[Records from a dataset]
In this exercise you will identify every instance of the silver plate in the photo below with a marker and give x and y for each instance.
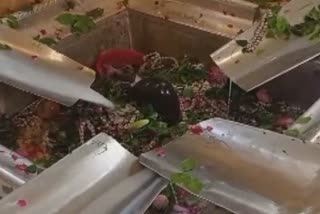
(36, 68)
(273, 57)
(98, 170)
(247, 170)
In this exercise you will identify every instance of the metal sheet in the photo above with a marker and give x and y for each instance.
(11, 175)
(80, 178)
(132, 196)
(247, 170)
(273, 57)
(36, 68)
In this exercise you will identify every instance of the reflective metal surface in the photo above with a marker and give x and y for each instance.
(36, 68)
(247, 170)
(132, 196)
(273, 57)
(12, 174)
(100, 169)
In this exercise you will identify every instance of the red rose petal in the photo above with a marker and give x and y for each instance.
(14, 157)
(43, 32)
(284, 121)
(22, 203)
(263, 96)
(160, 152)
(34, 57)
(21, 167)
(117, 58)
(209, 128)
(216, 76)
(196, 129)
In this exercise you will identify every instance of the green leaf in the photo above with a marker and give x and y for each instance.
(282, 24)
(66, 19)
(242, 43)
(32, 169)
(95, 13)
(194, 185)
(46, 40)
(303, 120)
(70, 4)
(83, 24)
(140, 124)
(12, 22)
(188, 92)
(180, 178)
(188, 165)
(188, 181)
(292, 132)
(4, 47)
(7, 189)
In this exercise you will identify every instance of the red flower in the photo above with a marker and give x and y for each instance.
(22, 203)
(22, 167)
(34, 57)
(33, 151)
(263, 96)
(217, 77)
(112, 60)
(43, 32)
(209, 128)
(14, 157)
(284, 121)
(196, 129)
(160, 152)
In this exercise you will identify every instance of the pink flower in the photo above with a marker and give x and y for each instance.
(285, 121)
(161, 202)
(22, 203)
(177, 209)
(21, 167)
(196, 129)
(217, 77)
(263, 96)
(160, 152)
(209, 128)
(14, 157)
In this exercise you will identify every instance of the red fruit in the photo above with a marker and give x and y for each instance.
(263, 96)
(196, 129)
(48, 110)
(285, 121)
(22, 203)
(161, 202)
(160, 152)
(21, 167)
(117, 59)
(217, 77)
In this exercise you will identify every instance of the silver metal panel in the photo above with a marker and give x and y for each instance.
(36, 68)
(90, 171)
(247, 170)
(273, 57)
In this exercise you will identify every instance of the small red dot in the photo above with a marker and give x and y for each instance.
(22, 203)
(43, 32)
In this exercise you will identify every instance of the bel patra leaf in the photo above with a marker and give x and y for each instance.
(194, 185)
(188, 181)
(292, 132)
(32, 169)
(303, 120)
(66, 19)
(242, 43)
(188, 165)
(95, 13)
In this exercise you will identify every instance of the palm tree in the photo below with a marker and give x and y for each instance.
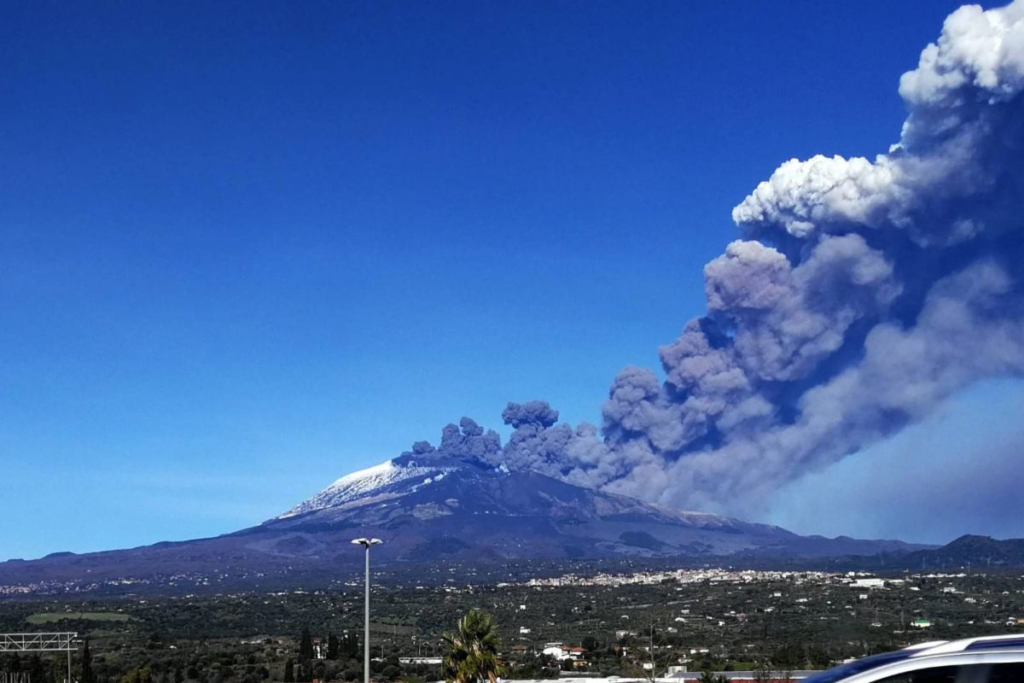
(472, 650)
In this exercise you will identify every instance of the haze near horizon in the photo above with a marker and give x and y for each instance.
(244, 253)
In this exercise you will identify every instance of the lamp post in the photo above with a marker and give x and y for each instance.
(367, 543)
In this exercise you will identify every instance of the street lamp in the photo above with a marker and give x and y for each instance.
(366, 543)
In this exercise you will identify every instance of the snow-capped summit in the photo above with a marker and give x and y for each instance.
(372, 482)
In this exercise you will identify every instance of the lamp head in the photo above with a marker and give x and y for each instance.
(366, 543)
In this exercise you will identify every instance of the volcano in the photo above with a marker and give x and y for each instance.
(430, 510)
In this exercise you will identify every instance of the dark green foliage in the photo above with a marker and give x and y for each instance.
(306, 645)
(87, 675)
(333, 647)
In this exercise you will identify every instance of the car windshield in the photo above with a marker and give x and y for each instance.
(840, 673)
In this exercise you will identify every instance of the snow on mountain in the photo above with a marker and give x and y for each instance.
(363, 483)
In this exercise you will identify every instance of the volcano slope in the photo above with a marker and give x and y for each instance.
(430, 511)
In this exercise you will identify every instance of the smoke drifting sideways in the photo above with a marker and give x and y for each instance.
(862, 294)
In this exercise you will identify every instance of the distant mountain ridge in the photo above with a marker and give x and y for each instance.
(429, 509)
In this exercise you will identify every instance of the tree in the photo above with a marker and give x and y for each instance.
(87, 674)
(708, 677)
(472, 650)
(306, 645)
(332, 646)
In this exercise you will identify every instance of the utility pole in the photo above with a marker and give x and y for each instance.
(367, 543)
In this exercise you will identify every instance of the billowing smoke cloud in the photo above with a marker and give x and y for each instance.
(862, 295)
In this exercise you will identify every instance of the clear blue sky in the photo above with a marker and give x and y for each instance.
(247, 248)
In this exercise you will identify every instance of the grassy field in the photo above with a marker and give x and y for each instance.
(53, 617)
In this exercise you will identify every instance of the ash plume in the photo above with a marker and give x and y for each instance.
(863, 293)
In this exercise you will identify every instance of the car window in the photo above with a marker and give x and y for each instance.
(937, 675)
(1007, 673)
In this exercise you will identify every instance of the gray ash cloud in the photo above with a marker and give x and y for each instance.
(861, 295)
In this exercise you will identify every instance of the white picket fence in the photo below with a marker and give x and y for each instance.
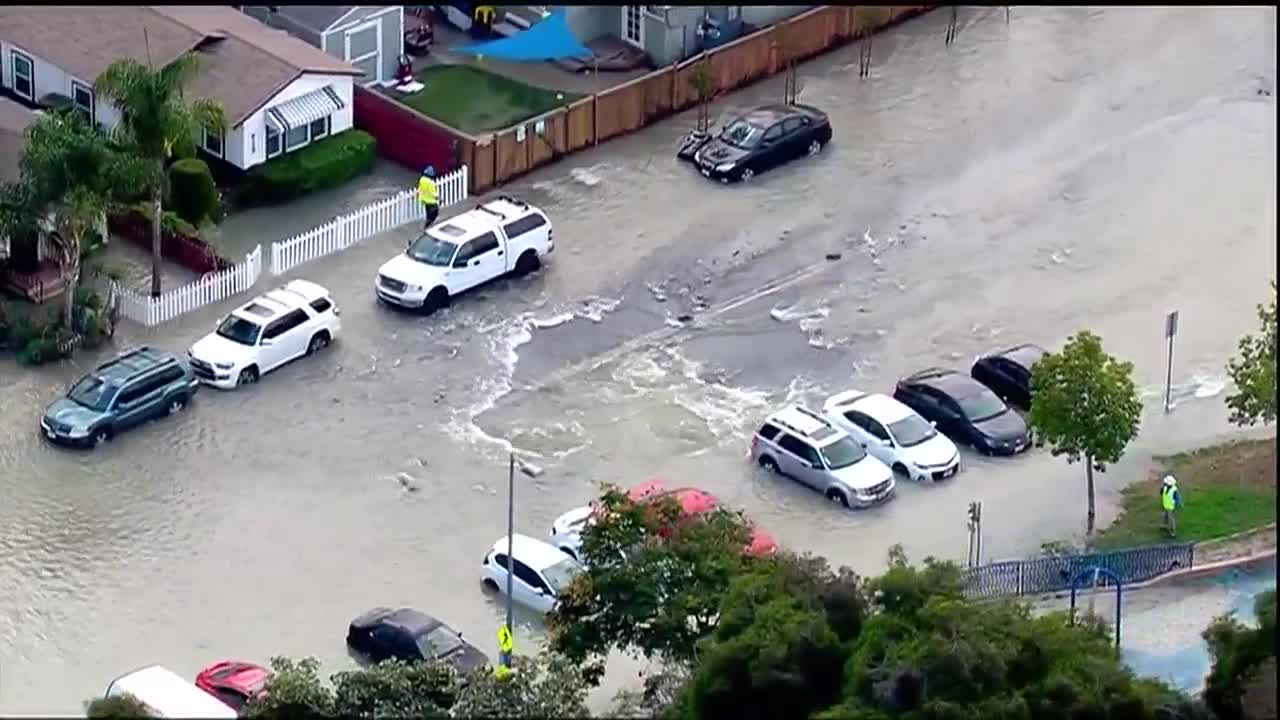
(344, 231)
(214, 287)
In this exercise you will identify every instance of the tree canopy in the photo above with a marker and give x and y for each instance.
(1253, 370)
(1084, 405)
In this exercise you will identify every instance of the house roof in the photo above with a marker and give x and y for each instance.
(245, 62)
(14, 121)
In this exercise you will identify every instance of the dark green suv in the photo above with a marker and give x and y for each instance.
(132, 388)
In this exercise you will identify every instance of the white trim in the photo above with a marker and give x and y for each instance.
(92, 99)
(14, 55)
(376, 53)
(626, 21)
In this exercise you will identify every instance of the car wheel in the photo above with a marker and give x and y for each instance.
(528, 263)
(837, 496)
(319, 342)
(177, 404)
(435, 300)
(247, 377)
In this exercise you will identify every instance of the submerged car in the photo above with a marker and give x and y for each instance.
(411, 636)
(1009, 373)
(759, 140)
(964, 410)
(133, 387)
(567, 529)
(233, 682)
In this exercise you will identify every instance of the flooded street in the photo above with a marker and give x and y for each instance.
(1077, 168)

(WHAT YOU SHOULD DO): Output the material as a numbered list. Start with the line containing "the white trim", continue through the end of the material, and leave out blank lines.

(ANSWER TO THE TASK):
1. In this exercise you will identify every instance of the white trim in the photo above with a marker and give x and y for each instance.
2. (92, 99)
3. (14, 55)
4. (376, 53)
5. (626, 21)
6. In this exercise you will identify every instance of the car wheel in the photo above with a marker and give x and y for each instance.
7. (528, 263)
8. (837, 496)
9. (319, 342)
10. (177, 404)
11. (435, 300)
12. (247, 377)
13. In this exercise you will identify every instance of the submerged car in the photo above with a marker and give x and y for each instance.
14. (411, 636)
15. (1009, 373)
16. (759, 140)
17. (964, 410)
18. (133, 387)
19. (567, 529)
20. (233, 682)
21. In this exercise you will identify every instance of the flooded street in the photo above with a marker and give x and y for each instance.
22. (1077, 168)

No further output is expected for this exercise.